(Written exercise)
Repeat, word for word, the part of the student organizations overview that runs from "Here is a brief" up to and including "various religious communities.".

═══ Document extract

From African-American Society to Zombie Awareness Council, explore the ins and outs of student clubs and organizations.

By Ashley Henshaw


Student Organizations: An Overview
Photo: Thinkstock

No matter where your interests lie, you are almost assured to find a student organization that matches them. Student organization and clubs a great way to meet new people, explore new interests and contribute to your college’s intellectual and social life.

Along with a place to meet and access to facilities and resources, student clubs often receive funding from your university. Students clubs are designed to serve the needs of students. So, if you can’t find the club you’re looking for, start your own. Generally, all you have to do is meet with faculty members, complete a simple registration process, and you’re on your way.

Student Organizations

Here is a brief list of some of the many different groups that exist at universities across the country. While schools with a larger student body will have a larger pool of groups, every school fields college clubs across a variety of areas.

  • Religious Clubs: Groups such as Arizona State’s LoveASU works to bring together individuals from all denominations for prayer and worship. Its purpose is to add a forum for the school’s various religious communities.

══════
═══ Given data

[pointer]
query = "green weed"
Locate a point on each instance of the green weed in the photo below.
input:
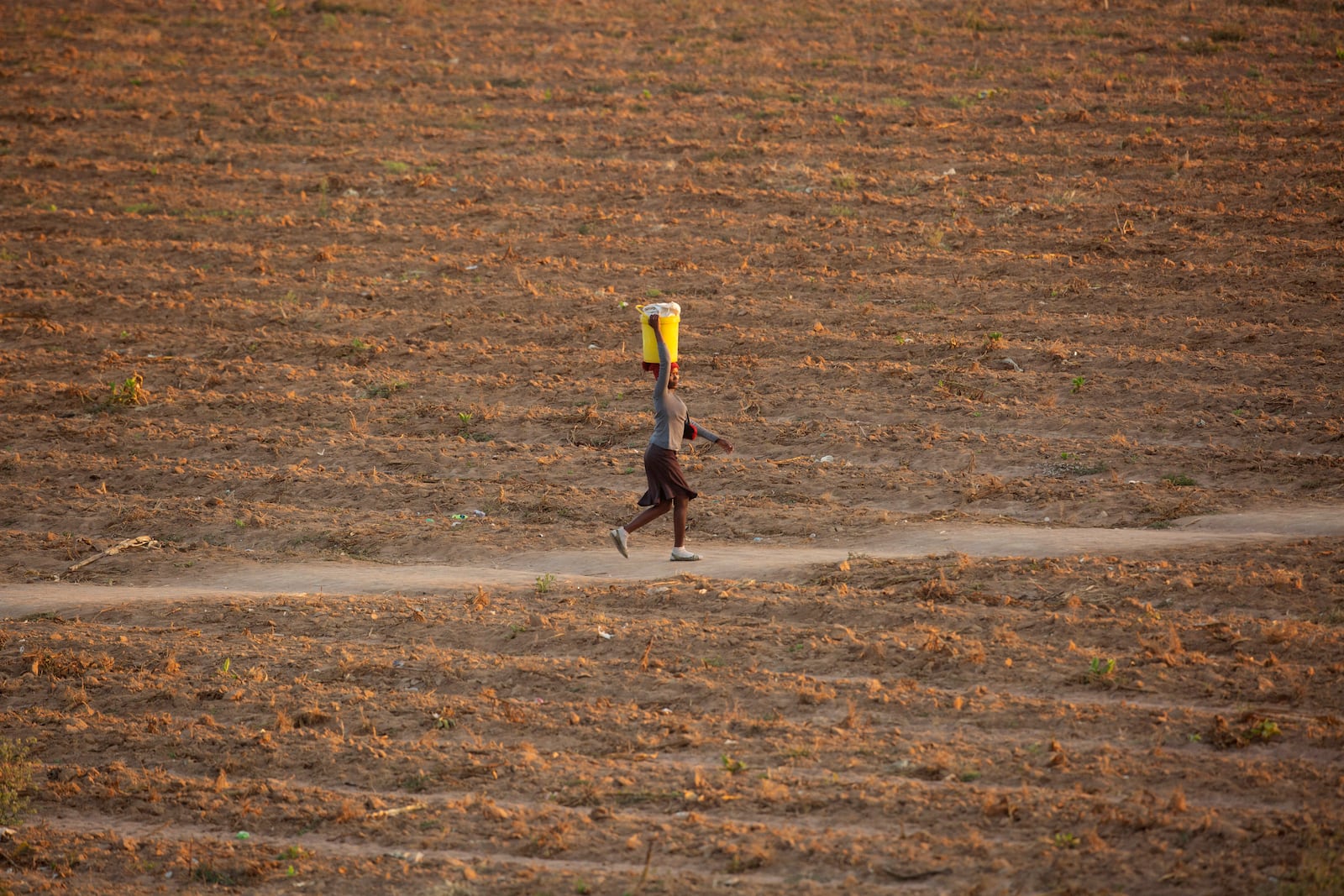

══════

(Response to the task)
Here is a brief list of some of the many different groups that exist at universities across the country. While schools with a larger student body will have a larger pool of groups, every school fields college clubs across a variety of areas.

  • Religious Clubs: Groups such as Arizona State’s LoveASU works to bring together individuals from all denominations for prayer and worship. Its purpose is to add a forum for the school’s various religious communities.